TEXT:
- - -
Intel doesn't intend to compete against NVIDIA, Amazon, Google, etc.
in training - but AMD does. Intel wants to be a foundry for them later this
decade. And as Craig Barrett said recently (a former Intel CEO - I posted his
article the other day) if Intel provides leading process technology, the business
will come. And that's exactly what Intel intends to do with High NA EUV at 14A.

Here are Intel's GPU plans:

<<The Next Phase of Transformation Intel CEO Pat Gelsinger [ last month said] the
company is refocusing its product strategy around a “strong x86 franchise as we
drive our AI strategy while streamlining our product portfolio in service to Intel
customers and partners.”

Gelsinger has also communicated that Intel will play in the AI inferencing market with
Gaudi and other AI chips. He acknowledged Intel was behind Nvidia, AMD, and Google’s
GPU in the AI training market.

“As I view it… in the four-horse race on this side of the page, Nvidia, (AWS’s) Trainium
and Inferentia, Google Cloud’s TPU, and AMD, and Intel’s number four… that’s hard,”
- - -
GIVEN INFORMATION:
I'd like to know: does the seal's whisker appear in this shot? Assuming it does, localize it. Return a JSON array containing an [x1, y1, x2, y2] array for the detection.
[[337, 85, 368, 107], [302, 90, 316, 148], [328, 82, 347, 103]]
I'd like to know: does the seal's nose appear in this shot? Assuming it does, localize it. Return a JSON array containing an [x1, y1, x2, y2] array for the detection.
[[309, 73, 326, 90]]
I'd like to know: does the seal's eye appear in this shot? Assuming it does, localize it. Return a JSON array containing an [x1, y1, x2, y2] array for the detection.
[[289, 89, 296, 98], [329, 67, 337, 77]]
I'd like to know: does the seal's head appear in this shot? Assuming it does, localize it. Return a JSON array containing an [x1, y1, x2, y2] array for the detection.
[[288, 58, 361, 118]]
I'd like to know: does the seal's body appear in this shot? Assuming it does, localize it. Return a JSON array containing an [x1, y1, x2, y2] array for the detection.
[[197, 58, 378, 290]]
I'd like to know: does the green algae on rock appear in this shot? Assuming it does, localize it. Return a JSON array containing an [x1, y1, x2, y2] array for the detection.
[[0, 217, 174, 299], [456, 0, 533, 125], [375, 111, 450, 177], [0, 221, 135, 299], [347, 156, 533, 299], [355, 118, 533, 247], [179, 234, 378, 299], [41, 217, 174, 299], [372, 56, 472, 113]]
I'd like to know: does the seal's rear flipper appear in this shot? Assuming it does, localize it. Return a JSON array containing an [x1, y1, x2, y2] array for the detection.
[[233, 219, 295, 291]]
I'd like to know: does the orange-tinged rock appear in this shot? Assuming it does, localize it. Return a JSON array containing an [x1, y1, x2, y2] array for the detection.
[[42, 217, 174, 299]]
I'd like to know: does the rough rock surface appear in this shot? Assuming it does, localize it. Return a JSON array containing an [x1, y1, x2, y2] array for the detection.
- - -
WHAT IS ASKED:
1 > In the Intel AI post, who said that the business will come if Intel provides leading process technology?
2 > Translate this sentence from the Intel AI post into Spanish: "And that's exactly what Intel intends to do with High NA EUV at 14A."
3 > Echo the stretch of the Intel AI post from "Gelsinger has also" through "AI training market.".
The material after the text isn't needed here.

ANSWERS TO THE TASKS:
1 > Craig Barrett, a former Intel CEO.

2 > Y eso es exactamente lo que Intel pretende hacer con High NA EUV en 14A.

3 >
Gelsinger has also communicated that Intel will play in the AI inferencing market with
Gaudi and other AI chips. He acknowledged Intel was behind Nvidia, AMD, and Google’s
GPU in the AI training market.